= GOAL OF THE EXERCISE =
Your answer must consist of exactly the lines below, starting with the line with "<point>137,580</point>" and going on through the line with "<point>399,137</point>", and nothing else.

= EXCERPTED DATA =

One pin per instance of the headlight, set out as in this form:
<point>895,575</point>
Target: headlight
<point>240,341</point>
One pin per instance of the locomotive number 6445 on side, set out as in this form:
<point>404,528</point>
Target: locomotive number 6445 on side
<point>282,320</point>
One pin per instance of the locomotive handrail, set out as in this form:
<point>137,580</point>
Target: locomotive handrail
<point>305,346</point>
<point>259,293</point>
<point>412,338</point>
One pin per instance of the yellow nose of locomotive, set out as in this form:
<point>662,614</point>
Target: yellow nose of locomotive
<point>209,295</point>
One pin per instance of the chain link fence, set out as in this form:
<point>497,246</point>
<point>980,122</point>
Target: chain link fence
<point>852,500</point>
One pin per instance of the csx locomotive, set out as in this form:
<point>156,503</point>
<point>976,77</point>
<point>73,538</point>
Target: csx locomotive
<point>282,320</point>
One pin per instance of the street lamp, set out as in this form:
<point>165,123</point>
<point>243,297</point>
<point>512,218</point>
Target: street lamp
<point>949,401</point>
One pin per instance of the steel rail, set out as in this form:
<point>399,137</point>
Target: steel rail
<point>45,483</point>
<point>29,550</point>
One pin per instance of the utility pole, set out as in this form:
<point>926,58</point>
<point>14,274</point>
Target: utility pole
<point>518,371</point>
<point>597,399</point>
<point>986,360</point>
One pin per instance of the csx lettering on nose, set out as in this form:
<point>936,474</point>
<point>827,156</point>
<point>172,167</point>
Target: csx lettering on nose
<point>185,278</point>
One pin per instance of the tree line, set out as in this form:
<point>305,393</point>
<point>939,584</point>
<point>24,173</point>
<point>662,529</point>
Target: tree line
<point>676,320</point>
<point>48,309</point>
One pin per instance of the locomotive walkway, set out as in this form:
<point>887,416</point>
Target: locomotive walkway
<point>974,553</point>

= RESPONSE AREA =
<point>137,580</point>
Target: locomotive handrail
<point>305,346</point>
<point>259,293</point>
<point>412,338</point>
One pin per instance of the yellow nose of locomotive, set out as in this form:
<point>662,614</point>
Target: yellow nose of locomotive
<point>209,295</point>
One pin per instance of the chain link fence, set out as in this form:
<point>497,246</point>
<point>980,122</point>
Target: chain link fence
<point>852,500</point>
One pin per instance of the csx locomotive, set out as in this form:
<point>156,503</point>
<point>976,77</point>
<point>73,538</point>
Target: csx locomotive
<point>282,320</point>
One pin per instance of the street lamp, set out as in this form:
<point>165,123</point>
<point>243,297</point>
<point>512,218</point>
Target: street lamp
<point>949,401</point>
One pin per instance of the steel rail, set out as in this form:
<point>399,137</point>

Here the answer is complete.